▶ _Requirements_
Count the lines in the material below that contain the string "separate", treating case as significant, and reply with the number alone.
--- begin Raw records ---
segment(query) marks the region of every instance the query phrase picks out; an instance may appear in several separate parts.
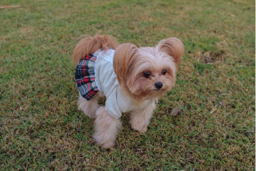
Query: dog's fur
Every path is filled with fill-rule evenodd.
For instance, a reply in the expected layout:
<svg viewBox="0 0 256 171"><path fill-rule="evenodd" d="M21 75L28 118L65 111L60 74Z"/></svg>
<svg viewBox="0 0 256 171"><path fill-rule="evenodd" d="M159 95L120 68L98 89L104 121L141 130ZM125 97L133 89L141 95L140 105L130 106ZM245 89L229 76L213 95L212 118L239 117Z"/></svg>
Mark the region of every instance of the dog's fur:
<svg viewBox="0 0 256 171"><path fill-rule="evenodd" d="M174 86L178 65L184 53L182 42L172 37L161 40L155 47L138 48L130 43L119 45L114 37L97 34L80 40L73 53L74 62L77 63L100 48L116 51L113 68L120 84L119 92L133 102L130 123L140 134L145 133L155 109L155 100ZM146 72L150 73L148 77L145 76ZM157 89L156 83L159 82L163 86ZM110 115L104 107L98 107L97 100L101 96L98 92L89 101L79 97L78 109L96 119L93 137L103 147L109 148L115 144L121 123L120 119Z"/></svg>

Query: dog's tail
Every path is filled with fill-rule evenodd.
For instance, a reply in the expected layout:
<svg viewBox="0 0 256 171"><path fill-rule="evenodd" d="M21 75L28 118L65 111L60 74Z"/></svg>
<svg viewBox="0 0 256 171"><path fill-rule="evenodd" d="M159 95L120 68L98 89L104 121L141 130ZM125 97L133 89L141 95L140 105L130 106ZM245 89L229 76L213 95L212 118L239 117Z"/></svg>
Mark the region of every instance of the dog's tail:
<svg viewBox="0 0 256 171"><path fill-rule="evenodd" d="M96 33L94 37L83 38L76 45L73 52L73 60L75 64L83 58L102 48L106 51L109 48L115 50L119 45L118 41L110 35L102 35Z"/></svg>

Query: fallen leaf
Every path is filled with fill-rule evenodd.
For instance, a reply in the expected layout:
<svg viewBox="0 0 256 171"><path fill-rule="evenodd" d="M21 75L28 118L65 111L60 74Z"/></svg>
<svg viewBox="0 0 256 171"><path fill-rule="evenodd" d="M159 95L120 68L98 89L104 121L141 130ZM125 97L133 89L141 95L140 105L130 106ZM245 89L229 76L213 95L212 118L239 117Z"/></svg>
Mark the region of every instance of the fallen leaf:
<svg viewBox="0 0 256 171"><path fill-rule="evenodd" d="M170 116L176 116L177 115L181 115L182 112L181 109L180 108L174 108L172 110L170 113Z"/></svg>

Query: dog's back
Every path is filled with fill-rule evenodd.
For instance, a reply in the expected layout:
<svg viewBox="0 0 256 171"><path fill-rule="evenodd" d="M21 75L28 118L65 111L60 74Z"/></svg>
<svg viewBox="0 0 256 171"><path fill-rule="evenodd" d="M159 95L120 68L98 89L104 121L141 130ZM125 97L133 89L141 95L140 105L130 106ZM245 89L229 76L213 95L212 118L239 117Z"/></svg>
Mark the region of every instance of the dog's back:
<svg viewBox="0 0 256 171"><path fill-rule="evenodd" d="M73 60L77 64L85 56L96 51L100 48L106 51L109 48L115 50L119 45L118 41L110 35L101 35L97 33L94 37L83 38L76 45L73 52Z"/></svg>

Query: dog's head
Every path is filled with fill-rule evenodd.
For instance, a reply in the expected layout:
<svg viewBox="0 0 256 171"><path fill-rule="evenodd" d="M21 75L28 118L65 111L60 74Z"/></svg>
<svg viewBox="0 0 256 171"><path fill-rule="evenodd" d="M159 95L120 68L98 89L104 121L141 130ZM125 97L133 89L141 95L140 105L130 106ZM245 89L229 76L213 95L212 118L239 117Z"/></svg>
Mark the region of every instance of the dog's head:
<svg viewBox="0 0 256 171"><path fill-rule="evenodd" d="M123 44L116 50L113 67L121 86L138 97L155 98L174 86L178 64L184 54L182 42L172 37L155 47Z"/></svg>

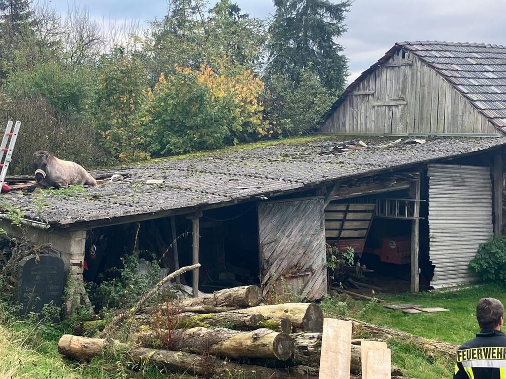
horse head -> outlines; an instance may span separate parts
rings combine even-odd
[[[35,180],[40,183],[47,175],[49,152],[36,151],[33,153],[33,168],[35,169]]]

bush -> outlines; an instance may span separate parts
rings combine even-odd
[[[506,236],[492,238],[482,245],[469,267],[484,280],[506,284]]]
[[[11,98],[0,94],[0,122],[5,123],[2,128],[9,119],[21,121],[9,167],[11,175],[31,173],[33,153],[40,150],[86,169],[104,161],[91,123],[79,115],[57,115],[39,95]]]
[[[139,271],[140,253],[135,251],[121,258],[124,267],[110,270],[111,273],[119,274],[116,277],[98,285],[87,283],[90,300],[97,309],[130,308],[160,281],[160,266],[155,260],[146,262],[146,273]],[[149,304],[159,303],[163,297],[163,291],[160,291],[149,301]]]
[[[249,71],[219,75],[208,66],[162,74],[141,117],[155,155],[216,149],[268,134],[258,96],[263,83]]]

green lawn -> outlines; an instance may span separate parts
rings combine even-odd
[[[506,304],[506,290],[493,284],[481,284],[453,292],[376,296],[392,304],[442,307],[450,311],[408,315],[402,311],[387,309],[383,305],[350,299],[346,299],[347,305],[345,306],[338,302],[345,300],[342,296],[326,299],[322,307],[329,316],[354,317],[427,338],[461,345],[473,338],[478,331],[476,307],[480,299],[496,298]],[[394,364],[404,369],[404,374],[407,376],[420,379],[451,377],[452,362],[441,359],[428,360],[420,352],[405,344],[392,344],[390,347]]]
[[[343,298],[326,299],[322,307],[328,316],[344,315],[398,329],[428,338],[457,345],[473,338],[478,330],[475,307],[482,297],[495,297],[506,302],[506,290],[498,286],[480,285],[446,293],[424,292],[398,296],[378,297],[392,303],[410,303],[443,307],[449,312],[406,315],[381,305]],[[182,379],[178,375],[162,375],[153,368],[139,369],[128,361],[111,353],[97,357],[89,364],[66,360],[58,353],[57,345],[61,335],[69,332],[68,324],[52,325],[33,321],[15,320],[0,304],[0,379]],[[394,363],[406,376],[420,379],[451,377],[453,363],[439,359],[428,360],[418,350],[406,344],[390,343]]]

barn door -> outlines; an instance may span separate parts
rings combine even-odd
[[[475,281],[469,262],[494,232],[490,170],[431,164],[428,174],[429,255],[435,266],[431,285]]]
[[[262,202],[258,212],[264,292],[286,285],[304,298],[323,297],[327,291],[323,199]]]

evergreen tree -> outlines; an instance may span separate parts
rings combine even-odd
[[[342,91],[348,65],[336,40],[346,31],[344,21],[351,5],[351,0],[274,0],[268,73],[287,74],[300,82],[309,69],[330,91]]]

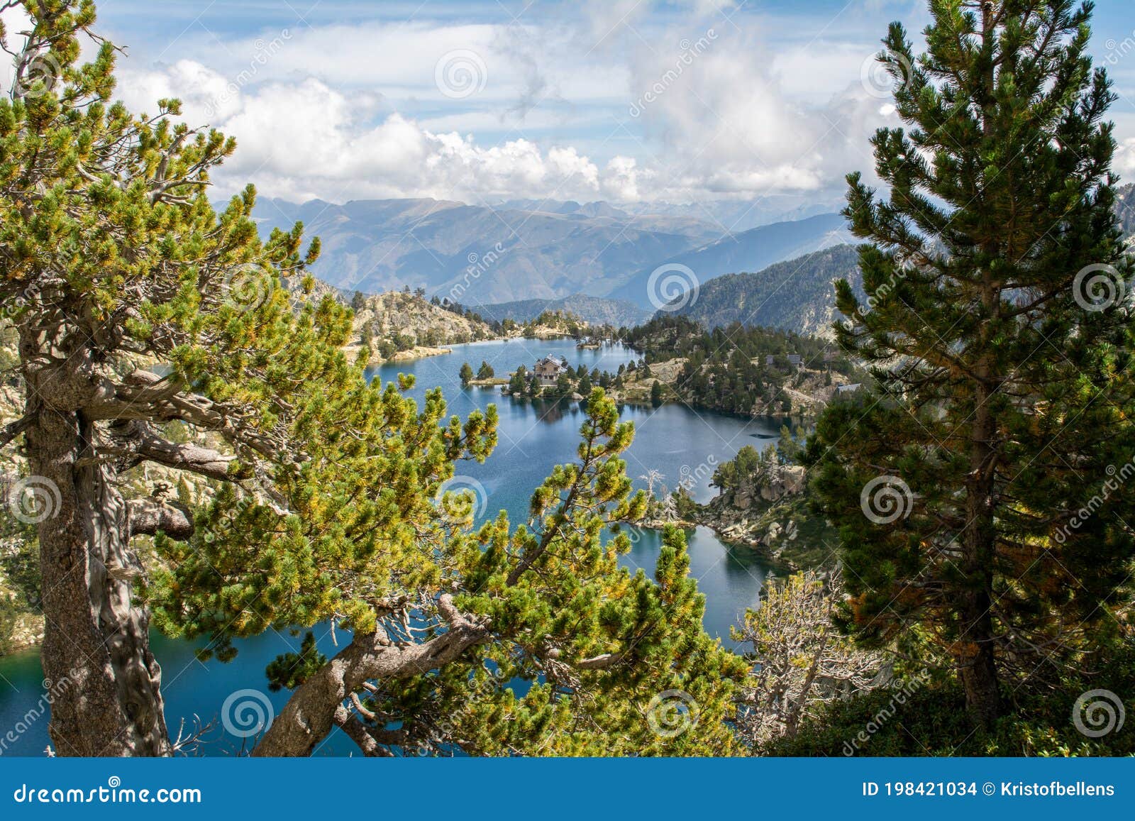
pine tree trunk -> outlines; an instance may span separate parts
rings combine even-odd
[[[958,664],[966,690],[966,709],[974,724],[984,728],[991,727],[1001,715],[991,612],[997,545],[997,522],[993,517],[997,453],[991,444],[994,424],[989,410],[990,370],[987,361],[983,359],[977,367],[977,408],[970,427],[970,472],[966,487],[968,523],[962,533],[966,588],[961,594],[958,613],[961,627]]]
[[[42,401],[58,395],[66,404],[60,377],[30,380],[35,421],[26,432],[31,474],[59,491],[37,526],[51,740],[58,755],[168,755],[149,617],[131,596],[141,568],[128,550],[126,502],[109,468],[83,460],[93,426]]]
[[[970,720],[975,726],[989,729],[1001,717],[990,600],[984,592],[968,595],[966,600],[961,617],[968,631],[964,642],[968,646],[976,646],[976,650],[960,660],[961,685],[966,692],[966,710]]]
--- end Raw records ---
--- begin Raw records ---
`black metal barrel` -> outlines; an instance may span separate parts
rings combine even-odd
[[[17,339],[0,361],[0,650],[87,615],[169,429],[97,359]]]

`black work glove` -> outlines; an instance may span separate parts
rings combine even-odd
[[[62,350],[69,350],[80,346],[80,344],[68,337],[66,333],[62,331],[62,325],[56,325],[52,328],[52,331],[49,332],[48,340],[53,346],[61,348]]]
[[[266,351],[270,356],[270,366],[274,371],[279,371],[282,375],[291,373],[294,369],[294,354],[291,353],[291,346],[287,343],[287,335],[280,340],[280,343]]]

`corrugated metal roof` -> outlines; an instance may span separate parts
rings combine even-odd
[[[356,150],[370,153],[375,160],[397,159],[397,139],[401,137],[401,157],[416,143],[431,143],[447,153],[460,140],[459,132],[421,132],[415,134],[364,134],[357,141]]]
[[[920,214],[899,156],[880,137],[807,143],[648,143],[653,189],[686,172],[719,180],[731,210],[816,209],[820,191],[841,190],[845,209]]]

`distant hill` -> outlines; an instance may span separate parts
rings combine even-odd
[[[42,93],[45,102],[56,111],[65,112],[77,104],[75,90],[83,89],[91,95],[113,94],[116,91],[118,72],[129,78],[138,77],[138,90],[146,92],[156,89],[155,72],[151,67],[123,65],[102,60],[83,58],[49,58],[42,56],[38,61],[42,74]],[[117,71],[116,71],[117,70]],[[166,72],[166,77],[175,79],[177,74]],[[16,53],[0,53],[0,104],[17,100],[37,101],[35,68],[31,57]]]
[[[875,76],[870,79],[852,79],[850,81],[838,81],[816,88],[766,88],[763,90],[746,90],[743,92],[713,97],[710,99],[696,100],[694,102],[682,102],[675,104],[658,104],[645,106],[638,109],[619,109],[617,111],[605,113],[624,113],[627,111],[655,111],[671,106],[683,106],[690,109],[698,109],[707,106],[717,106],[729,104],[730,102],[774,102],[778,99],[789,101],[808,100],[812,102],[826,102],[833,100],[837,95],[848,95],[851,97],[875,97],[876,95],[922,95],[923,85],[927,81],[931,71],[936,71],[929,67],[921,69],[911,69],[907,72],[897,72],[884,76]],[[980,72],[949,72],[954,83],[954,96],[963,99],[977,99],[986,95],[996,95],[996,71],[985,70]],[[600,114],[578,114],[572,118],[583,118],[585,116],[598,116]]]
--- end Raw records ---
▶ _Exercise solution_
11